**Problem to work on:** Please give the entries again in full and exactly, without any picture.

━━━━━━━━

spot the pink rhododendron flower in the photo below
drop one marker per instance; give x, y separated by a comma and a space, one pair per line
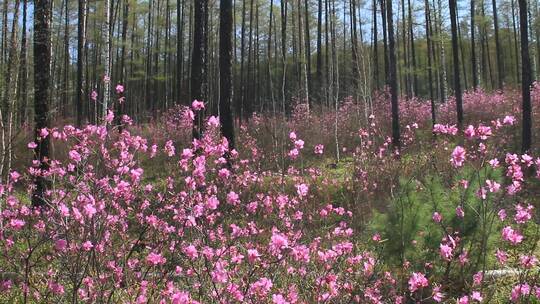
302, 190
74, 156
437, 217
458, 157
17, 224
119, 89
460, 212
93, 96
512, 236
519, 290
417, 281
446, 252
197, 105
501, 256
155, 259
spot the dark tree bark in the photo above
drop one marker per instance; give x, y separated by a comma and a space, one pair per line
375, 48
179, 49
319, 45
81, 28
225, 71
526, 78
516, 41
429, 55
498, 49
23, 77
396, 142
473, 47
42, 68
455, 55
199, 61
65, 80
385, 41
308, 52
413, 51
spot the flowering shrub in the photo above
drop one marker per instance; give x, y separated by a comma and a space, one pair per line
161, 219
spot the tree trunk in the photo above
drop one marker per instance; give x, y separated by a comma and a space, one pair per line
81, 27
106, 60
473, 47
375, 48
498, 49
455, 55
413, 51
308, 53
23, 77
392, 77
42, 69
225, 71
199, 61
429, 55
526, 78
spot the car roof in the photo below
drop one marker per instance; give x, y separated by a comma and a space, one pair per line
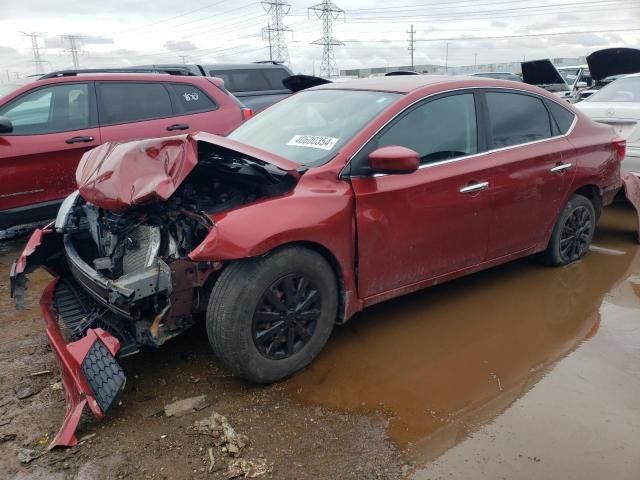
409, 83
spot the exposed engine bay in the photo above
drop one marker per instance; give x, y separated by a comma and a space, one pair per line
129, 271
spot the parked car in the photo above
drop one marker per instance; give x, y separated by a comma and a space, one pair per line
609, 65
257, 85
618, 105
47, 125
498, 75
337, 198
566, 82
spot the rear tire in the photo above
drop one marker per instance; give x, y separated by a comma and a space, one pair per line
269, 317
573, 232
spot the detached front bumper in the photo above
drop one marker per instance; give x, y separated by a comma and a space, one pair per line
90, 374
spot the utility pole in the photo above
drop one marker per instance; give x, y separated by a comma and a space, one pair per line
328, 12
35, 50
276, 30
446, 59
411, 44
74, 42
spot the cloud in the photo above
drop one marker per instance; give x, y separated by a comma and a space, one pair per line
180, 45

━━━━━━━━

**Written reply:**
spot the pink rhododendron flower in the photo below
drop one marker per instance; give x, y separated by a comma and a space, one pair per line
302, 190
74, 156
437, 217
458, 157
17, 224
119, 89
460, 212
93, 96
512, 236
519, 290
417, 281
446, 252
197, 105
501, 256
155, 259
spot the dark tree bark in the photo above
drop one marker per instance; give x, y separated by a comma and a space, one pair per line
375, 48
179, 49
319, 45
81, 28
225, 71
526, 78
516, 41
429, 55
498, 49
23, 77
396, 142
473, 47
42, 68
455, 55
199, 61
65, 80
385, 41
308, 52
413, 51
spot the flowering shrub in the photo above
drop one marker per instance; give x, y separated by a comma and a space, one pair per line
161, 219
spot the tree trunk in the photo above
drop one marker per instance; give x, y separated by a comma and a space, one pair per line
81, 27
106, 60
473, 47
375, 48
498, 49
455, 55
413, 51
308, 53
23, 77
392, 77
42, 69
225, 71
199, 61
429, 55
526, 78
spot the car roof in the photo below
drop one marker per instance; give x, y separated by a comma and a space, one pair per line
409, 83
spot the exposed engine bay in the photo above
drop one marker per instance; give x, y separated by a comma and a space, one pair per line
129, 271
spot the parked car in the photo above
drop one marker per instance; give x, y separated by a comma and a space, one pair per line
609, 65
257, 85
618, 105
47, 125
498, 75
337, 198
566, 82
spot the rear tire in the photo above
drop one marker per instance; give x, y separated by a comma and a space, one pair per line
269, 317
573, 232
spot the detached front bumper in the photo above
drop one marker per instance; give x, y separated by a comma and a space, one pair per line
90, 374
spot the utility pole in the photo above
drop one marker per instance; give x, y separated by a comma and a space, one pair per line
328, 12
35, 50
276, 30
446, 59
411, 44
74, 42
spot the cloud in the photo above
drop one marker per instance; give x, y separated by a comma and a space, one pair per line
180, 45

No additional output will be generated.